Surveys suggest that up to 30 percent of teens and young adults turn to stimulants to remain alert. It is widely believed by youth that the medication also helps students stay awake while cramming for exams while enhancing cognitive and comprehensive abilities. Young people might additionally abuse the substance in hopes of improving athletic performance, as a weight loss agent or as a means of bolstering courage. However, the medication can prove harmful when used by individuals for other than its intended purpose.

Adderall's Effects on the Brain

When used therapeutically, the medication gradually increases the appropriate neurotransmitters and over time causes the desired effects. However, when used for non-medical reasons, the drug causes an over abundance of the neurotransmitters, which amplifies the effects of each. As a result, individuals often experience anorexia and euphoria along with increased energy levels, and renewed confidence. But, like any other medication, Adderall is not without side effects or possible adverse reactions.

------------------------------

_Work order 1_: In the passage on Adderall use, write out everything from "Surveys suggest that" down to "its intended purpose.", substituting "learners" for "students".
_Work order 2_: Carry the passage on Adderall use forward from its final sentence.

Stored items from a collection:
------------------------------

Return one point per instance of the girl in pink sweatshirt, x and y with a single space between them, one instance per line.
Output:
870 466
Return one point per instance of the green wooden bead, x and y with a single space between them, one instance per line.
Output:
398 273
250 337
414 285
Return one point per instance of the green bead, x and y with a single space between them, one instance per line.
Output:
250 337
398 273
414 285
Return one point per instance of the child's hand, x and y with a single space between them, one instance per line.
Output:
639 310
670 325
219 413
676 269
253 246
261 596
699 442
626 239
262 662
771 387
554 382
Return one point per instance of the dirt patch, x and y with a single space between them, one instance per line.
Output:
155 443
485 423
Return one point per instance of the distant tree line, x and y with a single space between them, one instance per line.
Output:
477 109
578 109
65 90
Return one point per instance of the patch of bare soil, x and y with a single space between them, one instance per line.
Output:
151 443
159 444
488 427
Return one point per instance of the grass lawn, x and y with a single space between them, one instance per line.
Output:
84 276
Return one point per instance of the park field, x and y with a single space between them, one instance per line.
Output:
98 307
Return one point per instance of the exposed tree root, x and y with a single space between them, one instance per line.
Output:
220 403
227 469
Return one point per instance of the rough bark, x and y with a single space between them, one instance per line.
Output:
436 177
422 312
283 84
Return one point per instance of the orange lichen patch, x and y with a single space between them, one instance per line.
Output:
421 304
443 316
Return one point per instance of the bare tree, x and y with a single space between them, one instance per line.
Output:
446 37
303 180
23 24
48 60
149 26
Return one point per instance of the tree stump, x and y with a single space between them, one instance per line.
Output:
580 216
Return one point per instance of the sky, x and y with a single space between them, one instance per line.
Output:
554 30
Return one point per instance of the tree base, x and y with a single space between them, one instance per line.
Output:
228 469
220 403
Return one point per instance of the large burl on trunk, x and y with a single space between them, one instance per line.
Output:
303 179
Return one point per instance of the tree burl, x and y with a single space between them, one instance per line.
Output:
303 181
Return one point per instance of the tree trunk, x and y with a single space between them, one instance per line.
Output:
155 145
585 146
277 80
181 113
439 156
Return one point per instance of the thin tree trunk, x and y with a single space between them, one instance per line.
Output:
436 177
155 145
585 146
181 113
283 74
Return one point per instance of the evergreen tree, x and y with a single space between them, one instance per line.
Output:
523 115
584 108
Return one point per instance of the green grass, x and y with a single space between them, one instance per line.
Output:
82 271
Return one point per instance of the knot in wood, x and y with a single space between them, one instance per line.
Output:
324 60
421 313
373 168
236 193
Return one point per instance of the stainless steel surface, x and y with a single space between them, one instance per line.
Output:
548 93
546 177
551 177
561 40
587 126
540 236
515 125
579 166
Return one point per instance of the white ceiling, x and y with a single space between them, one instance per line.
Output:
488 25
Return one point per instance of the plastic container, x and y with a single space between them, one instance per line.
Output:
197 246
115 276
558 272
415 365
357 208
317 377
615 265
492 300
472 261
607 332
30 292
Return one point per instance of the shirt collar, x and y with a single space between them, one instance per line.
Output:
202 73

------------------------------

_Written response 1_:
Surveys suggest that up to 30 percent of teens and young adults turn to stimulants to remain alert. It is widely believed by youth that the medication also helps learners stay awake while cramming for exams while enhancing cognitive and comprehensive abilities. Young people might additionally abuse the substance in hopes of improving athletic performance, as a weight loss agent or as a means of bolstering courage. However, the medication can prove harmful when used by individuals for other than its intended purpose.

_Written response 2_:
Health Complications

Stimulants increase blood pressure, body temperature and heart rate, which can lead to heart attacks, strokes or seizures. Accidental overdoses are also a possibility. Since 2005, the number of emergency room visits secondary to the abuse of ADHD medications tripled. Prolonged anorexia leads to dehydration and malnutrition, which hinder the immune system. In a weakened state, Adderall abusers have a greater likelihood of developing infections without the natural ability to overcome illness. If individuals prefer injecting the medication and do not sufficiently dissolve the substance in a fluid prior to injection, the drug can also cause blockages in blood vessels.

Mental Health Issues

In the presence of the medication, the brain attempts to balance the abnormal neurotransmitter levels. Over time, receptor sites are blocked and the amount of neurotransmitters are reduced. Individuals then increase the dose of Adderall or take the medication more frequently in order to achieve the desired effects. Without realizing the consequences, users become addicted to the drug. Once addicted, substance abusers experience withdrawal symptoms when not able to get the drug. These symptoms include depression, generalized fatigue and disrupted sleep patterns. The continued use of the medication or the effects of withdrawal can also lead to irrational aggression, hostility and paranoia. Users have also experienced audio or visual hallucinations.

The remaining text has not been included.